About this task:
Every line from the line containing "point | one" through the final line below is to be repeated exactly; no other line is.

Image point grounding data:
—————

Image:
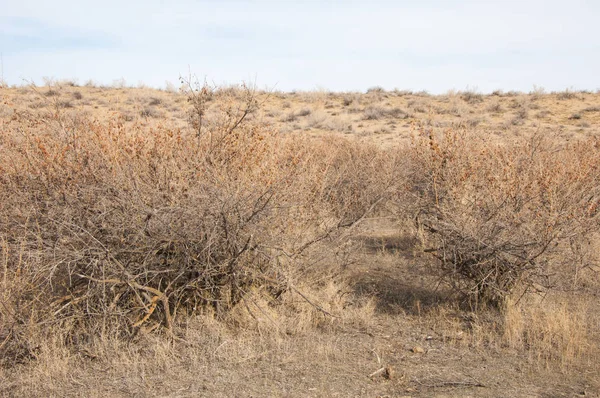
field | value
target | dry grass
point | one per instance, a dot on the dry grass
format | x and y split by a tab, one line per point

—————

Your response:
point | one per instance, a dot on the dry grass
format | x and y split by a tab, one line per point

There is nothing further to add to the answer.